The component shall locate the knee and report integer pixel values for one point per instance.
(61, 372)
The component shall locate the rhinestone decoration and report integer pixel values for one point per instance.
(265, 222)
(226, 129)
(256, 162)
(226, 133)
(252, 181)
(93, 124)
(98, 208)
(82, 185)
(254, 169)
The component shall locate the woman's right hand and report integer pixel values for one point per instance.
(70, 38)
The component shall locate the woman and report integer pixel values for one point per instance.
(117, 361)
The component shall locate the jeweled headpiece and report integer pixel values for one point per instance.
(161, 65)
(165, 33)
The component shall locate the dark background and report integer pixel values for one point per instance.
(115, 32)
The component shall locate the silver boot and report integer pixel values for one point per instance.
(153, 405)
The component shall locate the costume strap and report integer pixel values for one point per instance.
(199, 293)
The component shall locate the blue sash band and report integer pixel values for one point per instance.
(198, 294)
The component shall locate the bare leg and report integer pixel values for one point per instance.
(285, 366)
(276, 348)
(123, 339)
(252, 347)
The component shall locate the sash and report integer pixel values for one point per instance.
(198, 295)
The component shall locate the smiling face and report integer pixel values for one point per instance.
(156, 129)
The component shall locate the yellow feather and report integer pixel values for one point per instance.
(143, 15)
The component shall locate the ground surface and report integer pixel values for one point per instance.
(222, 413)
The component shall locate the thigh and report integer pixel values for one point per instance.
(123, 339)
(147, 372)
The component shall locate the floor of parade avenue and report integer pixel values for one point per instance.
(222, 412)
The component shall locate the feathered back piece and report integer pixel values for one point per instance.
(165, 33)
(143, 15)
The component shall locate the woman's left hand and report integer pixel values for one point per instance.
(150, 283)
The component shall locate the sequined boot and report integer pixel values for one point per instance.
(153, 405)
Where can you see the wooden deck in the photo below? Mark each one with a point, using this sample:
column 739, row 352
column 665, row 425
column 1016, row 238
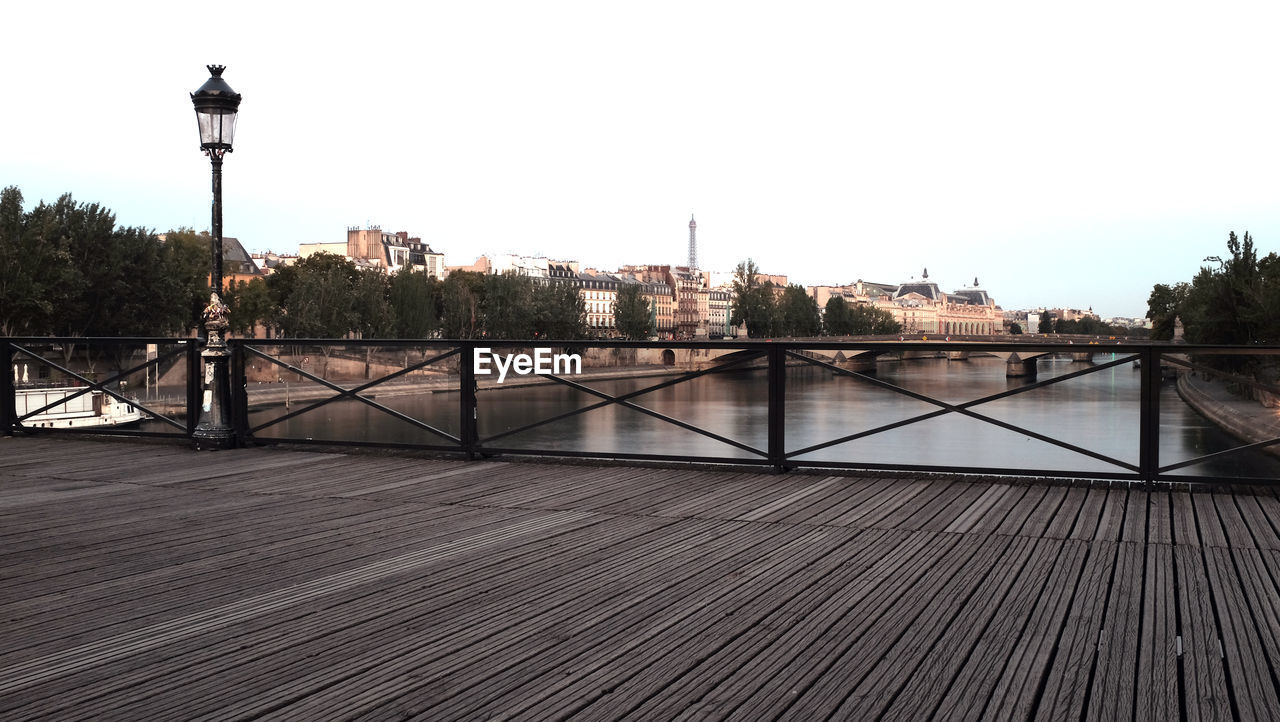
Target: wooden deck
column 146, row 581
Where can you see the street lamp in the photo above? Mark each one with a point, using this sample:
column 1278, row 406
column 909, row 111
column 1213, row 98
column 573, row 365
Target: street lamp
column 215, row 109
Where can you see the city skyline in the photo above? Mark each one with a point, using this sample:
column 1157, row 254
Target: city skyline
column 1066, row 160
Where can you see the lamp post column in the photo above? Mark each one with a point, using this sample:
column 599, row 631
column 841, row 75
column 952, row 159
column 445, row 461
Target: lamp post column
column 215, row 109
column 214, row 430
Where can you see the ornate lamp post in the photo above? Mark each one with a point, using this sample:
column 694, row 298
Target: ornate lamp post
column 215, row 109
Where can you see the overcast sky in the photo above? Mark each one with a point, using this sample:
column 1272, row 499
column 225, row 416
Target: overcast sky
column 1065, row 155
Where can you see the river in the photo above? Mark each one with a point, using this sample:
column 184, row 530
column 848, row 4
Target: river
column 1097, row 411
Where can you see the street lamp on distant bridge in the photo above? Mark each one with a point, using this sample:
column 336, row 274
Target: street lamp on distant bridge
column 216, row 105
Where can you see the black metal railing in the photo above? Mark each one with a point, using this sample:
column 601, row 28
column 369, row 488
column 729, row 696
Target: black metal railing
column 444, row 406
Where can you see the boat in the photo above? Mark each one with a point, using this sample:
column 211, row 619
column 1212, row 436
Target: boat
column 88, row 410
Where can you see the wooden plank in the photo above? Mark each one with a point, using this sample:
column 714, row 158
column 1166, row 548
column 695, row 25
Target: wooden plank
column 1066, row 685
column 969, row 496
column 908, row 505
column 731, row 662
column 127, row 593
column 1260, row 525
column 746, row 616
column 1112, row 682
column 992, row 497
column 1203, row 673
column 1114, row 511
column 1064, row 521
column 854, row 494
column 1136, row 521
column 1005, row 597
column 1207, row 521
column 1156, row 695
column 1234, row 526
column 1251, row 675
column 1091, row 513
column 1184, row 519
column 1038, row 520
column 1160, row 524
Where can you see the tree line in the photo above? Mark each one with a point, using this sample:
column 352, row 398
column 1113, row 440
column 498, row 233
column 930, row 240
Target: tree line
column 68, row 269
column 328, row 296
column 794, row 314
column 1233, row 300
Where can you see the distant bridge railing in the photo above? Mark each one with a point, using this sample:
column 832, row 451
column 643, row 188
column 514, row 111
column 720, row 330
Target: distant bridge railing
column 776, row 403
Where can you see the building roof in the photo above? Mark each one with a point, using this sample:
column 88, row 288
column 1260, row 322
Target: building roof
column 927, row 289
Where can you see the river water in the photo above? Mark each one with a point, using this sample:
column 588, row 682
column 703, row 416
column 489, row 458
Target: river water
column 1096, row 411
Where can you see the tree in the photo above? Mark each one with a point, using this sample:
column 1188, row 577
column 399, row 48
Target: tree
column 67, row 269
column 560, row 311
column 753, row 301
column 1162, row 307
column 869, row 320
column 461, row 298
column 631, row 312
column 370, row 307
column 250, row 304
column 188, row 260
column 415, row 302
column 1046, row 324
column 836, row 319
column 314, row 297
column 507, row 300
column 798, row 314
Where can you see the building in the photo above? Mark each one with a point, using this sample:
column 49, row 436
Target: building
column 686, row 284
column 922, row 306
column 268, row 261
column 718, row 312
column 599, row 293
column 374, row 248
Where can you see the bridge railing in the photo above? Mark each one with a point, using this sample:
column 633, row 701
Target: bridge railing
column 931, row 406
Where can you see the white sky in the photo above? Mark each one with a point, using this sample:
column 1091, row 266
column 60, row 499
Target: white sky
column 1064, row 154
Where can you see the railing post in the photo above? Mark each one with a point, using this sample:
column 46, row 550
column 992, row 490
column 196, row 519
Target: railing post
column 467, row 400
column 777, row 406
column 1148, row 416
column 193, row 384
column 240, row 394
column 8, row 392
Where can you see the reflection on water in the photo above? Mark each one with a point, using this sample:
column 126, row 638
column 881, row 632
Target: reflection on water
column 1096, row 411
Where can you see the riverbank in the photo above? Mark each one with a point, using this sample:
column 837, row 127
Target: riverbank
column 1244, row 419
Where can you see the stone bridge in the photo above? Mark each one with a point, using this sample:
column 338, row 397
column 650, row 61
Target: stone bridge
column 1020, row 362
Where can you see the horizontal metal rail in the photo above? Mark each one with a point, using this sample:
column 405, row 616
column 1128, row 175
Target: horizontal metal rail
column 772, row 359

·····

The task >> Please return, unchanged, the part of the items above that opens with the line containing "Where can you see the river in" and closes with the line containing "column 1097, row 411", including both of those lines.

Task solution >>
Where can you see the river in the photo above? Mark each one with a point, using this sample:
column 184, row 530
column 848, row 4
Target: river
column 1097, row 411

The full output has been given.